• **EXTRAIT CITÉ**
"""

[avwar léɡÿij a midi] (loc. hora. HORLOG.)
La pendule de l’entrée s’est arrêtée sur midi à ce moment très précis où tu m’as dit je vais partir (et puis tu es partie, j’ai cherché le repos, j’ai vécu comme un robot, mais aucune autre n’est venue remonter ma vie) nous chantait le poète populaire des années surannées en faisant des petits pas avant-arrière et des moulinets avec les bras.
C’était chez Maritie et Gilbert Carpentier mais c’est une autre histoire.
Peut-on dire pour autant que Cloclo lança l’expression avoir l’aiguille à midi ? Rien n’est moins sûr (bien que la rumeur rapporte qu’il avait une nette tendance à avoir l’aiguille à midi, ce qui est quasi une attitude professionnelle quand on dirige « Absolu, le magazine français de la sexualité », et qu’on y officie comme photographe sous le pseudonyme de Claude Dumoulin).

"""

• **DONNÉES DE L'EXERCICE**

"""

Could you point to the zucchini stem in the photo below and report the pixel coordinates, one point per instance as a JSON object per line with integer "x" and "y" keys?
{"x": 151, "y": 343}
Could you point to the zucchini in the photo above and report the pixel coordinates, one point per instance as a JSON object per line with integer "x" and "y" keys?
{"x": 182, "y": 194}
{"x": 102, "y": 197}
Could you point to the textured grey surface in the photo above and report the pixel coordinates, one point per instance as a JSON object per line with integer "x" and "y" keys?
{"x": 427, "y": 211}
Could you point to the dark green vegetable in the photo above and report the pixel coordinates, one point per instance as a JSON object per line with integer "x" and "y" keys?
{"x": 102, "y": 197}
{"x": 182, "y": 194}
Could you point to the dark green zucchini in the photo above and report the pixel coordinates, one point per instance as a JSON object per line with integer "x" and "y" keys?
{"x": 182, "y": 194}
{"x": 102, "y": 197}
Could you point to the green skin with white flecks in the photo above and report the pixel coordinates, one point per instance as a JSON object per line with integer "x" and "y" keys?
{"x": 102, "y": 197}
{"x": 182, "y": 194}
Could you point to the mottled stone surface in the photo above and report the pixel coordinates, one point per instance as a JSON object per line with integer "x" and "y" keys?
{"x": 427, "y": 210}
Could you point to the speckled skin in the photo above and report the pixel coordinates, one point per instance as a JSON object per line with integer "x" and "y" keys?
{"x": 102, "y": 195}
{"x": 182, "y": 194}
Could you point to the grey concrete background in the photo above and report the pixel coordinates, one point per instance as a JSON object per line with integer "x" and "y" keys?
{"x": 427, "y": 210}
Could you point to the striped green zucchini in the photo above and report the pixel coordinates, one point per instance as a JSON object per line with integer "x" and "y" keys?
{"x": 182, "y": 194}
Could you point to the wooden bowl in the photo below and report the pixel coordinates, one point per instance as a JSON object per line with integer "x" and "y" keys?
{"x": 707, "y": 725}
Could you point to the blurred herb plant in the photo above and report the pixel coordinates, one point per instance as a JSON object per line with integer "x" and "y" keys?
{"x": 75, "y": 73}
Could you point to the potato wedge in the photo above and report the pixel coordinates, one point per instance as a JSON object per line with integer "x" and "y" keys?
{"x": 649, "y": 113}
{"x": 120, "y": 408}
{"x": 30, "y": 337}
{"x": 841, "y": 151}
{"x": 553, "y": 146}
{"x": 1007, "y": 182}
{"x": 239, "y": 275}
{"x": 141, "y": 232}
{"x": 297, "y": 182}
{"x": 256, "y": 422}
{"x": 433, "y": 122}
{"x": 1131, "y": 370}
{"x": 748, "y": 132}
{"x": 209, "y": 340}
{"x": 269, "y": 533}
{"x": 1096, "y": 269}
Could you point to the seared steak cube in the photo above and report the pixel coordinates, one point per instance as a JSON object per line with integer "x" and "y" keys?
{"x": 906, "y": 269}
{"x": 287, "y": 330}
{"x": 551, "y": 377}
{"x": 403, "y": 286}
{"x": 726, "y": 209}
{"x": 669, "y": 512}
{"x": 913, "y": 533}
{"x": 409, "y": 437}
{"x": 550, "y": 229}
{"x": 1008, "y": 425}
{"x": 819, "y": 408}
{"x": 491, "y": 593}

"""

• **VOS CONSIGNES**
- 1) D'après l'extrait, sur quelle heure la pendule de l'entrée s'est-elle arrêtée ?
- 2) Recopiez tel quel le passage de l'extrait qui commence à « Peut-on dire pour » et se termine à « de Claude Dumoulin). ».
- 3) Reprenez l'extrait consacré à l'expression « avoir l'aiguille à midi » et prolongez-le à partir de sa dernière phrase.
La liste n'a aucun rapport avec l'extrait.

• **RÉPONSES**
- 1) Sur midi.

- 2)
Peut-on dire pour autant que Cloclo lança l’expression avoir l’aiguille à midi ? Rien n’est moins sûr (bien que la rumeur rapporte qu’il avait une nette tendance à avoir l’aiguille à midi, ce qui est quasi une attitude professionnelle quand on dirige « Absolu, le magazine français de la sexualité », et qu’on y officie comme photographe sous le pseudonyme de Claude Dumoulin).

- 3)
Dès le règne babylonien on pouvait avoir l’aiguille à midi puisque le gnomon, ancêtre du cadran solaire, avait été inventé, érigeant fièrement son ombre raide quand l’astre trônait au zénith. Lorsqu’à son tour, Anaximandre de Milet (philosophe grec de l’école milésienne qui succéda à Thalès et forma Pythagore, excusez du peu) planta son pieu un peu partout pour enseigner l’art de savoir l’heure qu’il était (et donc, conséquemment, d’être en retard), l’expression érectile prit véritablement corps.
Dès lors, lorsque mettre flamberge au vent s’accompagnait d’une sans équivoque déclaration d’intérêt génésique pour une blonde en chiton de lin ou un guerrier en toge, on disait alors de celui qui s’apparentait à un cadran solaire qu’il avait l’aiguille à midi. Une formule parmi les plus poétiques que compte le bréviaire fourni des allusions à la virilité visible.
Avoir l’aiguille à midi deviendra une expression internationale en 1954 grâce à l’émergence soudaine du rock’n roll, musique entraînant des mouvements du bassin notoirement suggestifs, portée notamment par Bill Haley & His Comets et leur titre Rock around the clock.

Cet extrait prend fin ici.